## BEGIN Source document
White supremacist sentenced to 2 years in bomb plot case
LAS VEGAS (AP) — A white supremacist who told an undercover FBI agent about his plans to firebomb a synagogue or attack a Las Vegas bar catering to LGBTQ customers was sentenced Friday to two years in prison.
Conor Climo, 24, apologized before U.S. District Judge James Mahan sentenced him to prison followed by six months of home confinement with electronic monitoring. Prosecutors recommended a 30-month prison sentence.
“I was truly wrong for all of this," Climo said. “I even have come to really regret everything, everything that I was involved with.”
The judge gave Climo credit for the jail time he already has served since his August 2019 arrest and agreed to recommend that he serves his prison time in Louisiana, near grandparents whom he plans to live with after his release.
“I'm going to take you at your word,” Mahan told Climo. “I think you have seen the error of your ways and you want to reform.”
Defense attorney Paul Riddle said his client is grateful that FBI agents arrested him when they did because he knows that he was on a “very dark path."
## END Source document
#### [Tasks for this exercise]
1. In the bomb plot sentencing article, what prison sentence did prosecutors recommend?
2. Write out a passage of the bomb plot sentencing article unchanged, beginning at the words "Conor Climo, 24, apologized" and stopping after "30-month prison sentence.".
3. Carry the bomb plot sentencing article further, continuing on from its final sentence.
The items after this article play no part in the work.
## BEGIN Supplied records
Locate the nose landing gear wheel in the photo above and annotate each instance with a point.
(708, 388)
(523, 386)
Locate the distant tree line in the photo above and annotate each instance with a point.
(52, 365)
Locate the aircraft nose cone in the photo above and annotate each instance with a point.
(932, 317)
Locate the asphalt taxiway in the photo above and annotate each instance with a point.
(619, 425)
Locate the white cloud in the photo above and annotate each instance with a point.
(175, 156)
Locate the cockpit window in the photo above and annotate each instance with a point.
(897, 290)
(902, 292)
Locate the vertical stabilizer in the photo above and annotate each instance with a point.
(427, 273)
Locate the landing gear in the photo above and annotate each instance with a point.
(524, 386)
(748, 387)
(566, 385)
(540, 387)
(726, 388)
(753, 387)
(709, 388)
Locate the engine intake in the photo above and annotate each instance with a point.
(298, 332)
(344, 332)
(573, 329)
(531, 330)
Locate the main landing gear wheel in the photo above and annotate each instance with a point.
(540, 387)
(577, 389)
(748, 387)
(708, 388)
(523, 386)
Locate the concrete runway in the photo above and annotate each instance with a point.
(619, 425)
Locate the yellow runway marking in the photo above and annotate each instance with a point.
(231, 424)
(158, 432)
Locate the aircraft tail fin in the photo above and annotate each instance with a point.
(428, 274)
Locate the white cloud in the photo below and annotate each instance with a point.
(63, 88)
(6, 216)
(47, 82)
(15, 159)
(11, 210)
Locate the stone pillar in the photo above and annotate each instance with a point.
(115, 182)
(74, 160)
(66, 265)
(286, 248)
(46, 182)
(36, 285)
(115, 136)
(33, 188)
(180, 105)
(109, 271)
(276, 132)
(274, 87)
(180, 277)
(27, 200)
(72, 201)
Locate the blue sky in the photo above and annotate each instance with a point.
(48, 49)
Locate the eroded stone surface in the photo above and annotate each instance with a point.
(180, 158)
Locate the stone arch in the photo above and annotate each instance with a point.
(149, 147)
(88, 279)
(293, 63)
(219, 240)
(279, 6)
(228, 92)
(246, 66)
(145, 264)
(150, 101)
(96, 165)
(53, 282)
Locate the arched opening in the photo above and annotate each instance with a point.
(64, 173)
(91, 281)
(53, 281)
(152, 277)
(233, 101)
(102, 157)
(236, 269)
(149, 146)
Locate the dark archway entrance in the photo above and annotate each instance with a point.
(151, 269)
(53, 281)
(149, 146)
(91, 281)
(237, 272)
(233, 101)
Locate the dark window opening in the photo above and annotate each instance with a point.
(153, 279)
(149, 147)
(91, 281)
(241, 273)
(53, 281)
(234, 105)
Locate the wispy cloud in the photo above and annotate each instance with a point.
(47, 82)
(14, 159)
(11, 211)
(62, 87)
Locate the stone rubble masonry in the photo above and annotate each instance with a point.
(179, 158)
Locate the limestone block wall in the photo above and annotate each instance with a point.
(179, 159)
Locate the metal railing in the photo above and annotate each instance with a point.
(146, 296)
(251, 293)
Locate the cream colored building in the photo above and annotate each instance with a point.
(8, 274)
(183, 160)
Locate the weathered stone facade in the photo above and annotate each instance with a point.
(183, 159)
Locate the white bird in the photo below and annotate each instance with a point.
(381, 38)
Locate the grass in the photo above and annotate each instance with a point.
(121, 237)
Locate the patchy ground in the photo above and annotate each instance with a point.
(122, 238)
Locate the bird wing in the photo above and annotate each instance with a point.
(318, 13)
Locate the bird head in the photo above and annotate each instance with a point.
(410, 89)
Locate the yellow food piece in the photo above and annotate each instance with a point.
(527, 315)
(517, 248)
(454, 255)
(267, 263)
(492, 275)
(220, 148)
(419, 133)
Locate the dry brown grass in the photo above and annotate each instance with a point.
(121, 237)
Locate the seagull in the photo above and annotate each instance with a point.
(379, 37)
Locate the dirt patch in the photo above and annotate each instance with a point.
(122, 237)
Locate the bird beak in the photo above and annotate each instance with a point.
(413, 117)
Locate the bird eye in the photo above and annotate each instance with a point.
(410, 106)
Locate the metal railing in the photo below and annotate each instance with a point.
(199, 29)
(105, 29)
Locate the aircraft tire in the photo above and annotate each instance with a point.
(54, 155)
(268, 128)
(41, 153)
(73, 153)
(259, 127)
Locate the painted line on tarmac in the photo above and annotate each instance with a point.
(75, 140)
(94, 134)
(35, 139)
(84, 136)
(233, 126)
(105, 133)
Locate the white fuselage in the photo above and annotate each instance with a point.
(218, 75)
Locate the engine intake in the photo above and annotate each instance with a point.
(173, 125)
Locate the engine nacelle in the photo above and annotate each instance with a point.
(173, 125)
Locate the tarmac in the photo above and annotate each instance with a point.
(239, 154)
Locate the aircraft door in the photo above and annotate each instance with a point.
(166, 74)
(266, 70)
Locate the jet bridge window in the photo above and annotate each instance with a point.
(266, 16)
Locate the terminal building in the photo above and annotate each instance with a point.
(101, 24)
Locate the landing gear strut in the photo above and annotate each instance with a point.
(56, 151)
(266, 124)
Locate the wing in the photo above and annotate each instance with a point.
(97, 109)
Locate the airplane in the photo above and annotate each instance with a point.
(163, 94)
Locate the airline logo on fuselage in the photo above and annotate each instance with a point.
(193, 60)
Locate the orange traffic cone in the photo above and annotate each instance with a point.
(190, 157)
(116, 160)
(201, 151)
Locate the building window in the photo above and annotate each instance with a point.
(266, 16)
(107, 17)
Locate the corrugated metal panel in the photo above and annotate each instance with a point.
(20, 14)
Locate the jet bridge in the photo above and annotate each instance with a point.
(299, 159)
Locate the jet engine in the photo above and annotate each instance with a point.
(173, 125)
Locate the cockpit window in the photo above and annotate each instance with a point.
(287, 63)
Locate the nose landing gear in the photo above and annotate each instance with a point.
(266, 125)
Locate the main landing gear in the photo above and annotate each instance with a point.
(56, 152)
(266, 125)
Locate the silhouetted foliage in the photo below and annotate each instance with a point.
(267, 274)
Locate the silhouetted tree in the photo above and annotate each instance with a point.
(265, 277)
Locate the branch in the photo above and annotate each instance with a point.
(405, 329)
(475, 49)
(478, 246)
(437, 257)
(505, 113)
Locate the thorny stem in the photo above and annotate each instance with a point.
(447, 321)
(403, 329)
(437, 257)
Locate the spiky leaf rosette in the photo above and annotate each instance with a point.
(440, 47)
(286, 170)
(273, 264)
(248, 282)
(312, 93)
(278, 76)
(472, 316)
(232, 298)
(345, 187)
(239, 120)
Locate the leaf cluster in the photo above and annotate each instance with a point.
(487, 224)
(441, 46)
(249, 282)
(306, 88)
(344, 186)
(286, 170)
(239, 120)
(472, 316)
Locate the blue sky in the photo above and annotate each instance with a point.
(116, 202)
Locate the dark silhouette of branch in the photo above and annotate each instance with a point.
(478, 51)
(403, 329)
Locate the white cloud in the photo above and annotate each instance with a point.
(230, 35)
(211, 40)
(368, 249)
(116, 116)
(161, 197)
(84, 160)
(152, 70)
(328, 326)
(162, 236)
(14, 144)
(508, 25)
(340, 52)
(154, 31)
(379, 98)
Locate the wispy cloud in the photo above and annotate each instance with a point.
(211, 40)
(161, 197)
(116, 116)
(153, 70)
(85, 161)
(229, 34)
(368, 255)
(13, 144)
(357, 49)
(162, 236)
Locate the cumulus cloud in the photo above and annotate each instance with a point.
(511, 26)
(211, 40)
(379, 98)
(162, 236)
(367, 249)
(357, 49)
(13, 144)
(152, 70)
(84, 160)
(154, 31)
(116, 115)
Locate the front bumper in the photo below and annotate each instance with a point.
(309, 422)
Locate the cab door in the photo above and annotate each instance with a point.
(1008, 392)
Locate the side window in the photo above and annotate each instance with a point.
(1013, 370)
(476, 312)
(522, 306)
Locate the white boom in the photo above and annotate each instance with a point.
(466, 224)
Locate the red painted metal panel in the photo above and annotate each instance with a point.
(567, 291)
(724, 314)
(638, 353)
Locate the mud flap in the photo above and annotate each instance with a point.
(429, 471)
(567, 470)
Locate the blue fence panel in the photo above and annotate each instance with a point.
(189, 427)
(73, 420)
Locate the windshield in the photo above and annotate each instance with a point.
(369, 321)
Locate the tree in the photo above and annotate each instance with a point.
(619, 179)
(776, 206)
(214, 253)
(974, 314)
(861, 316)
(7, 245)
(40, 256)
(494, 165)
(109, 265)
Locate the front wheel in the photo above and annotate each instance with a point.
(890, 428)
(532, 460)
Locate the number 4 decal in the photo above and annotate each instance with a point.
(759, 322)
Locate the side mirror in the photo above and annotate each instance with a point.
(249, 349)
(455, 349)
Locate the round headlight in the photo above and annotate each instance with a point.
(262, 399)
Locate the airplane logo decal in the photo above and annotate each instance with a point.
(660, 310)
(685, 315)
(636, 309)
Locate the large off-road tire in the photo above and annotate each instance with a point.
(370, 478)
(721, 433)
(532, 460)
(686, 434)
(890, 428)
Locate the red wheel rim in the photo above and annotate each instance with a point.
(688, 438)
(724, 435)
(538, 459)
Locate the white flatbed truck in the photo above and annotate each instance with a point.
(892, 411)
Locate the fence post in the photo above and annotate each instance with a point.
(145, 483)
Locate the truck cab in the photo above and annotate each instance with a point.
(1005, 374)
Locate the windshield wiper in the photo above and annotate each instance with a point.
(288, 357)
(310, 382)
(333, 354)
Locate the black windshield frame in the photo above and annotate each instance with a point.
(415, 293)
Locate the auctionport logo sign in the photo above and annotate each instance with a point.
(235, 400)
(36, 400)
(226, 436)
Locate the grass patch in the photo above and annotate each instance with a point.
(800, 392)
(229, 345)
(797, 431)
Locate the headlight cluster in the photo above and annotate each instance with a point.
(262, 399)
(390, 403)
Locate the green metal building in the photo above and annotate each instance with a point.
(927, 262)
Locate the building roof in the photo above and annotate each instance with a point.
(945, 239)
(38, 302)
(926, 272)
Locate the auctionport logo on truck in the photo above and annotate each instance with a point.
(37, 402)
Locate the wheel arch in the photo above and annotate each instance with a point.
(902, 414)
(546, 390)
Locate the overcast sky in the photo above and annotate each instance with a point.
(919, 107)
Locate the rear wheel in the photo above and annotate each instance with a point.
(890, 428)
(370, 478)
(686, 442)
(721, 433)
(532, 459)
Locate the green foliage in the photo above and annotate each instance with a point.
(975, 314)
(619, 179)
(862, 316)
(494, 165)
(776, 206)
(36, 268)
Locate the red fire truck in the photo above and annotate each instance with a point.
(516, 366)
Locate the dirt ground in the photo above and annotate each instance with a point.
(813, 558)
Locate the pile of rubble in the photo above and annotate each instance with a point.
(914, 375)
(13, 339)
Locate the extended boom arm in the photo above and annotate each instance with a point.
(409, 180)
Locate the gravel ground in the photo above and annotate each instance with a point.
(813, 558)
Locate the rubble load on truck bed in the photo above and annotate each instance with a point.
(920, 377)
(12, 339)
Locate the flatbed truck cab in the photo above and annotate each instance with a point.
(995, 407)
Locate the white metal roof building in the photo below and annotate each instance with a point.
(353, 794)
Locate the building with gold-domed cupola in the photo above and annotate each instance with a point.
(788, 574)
## END Supplied records
#### [Exercise responses]
1. Prosecutors recommended a 30-month prison sentence.

2.
Conor Climo, 24, apologized before U.S. District Judge James Mahan sentenced him to prison followed by six months of home confinement with electronic monitoring. Prosecutors recommended a 30-month prison sentence.

3.
“But he's not on that path anymore, and he's the not same person that was arrested,” Riddle said.
The FBI said it began investigating Climo in April 2019 after learning of his encrypted internet chats with members of Feuerkrieg Division, an international offshoot of a U.S.-based neo-Nazi group called Atomwaffen Division. Climo told FBI agents that he joined Feuerkrieg Division but left because he “became bored with the group and their inaction,” according to a court filing.
Climo, in pleading guilty to a firearm charge, acknowledged that he discussed attacking a synagogue or other targets during his online communications with an undercover FBI agent and an informant. Agents who searched Climo's...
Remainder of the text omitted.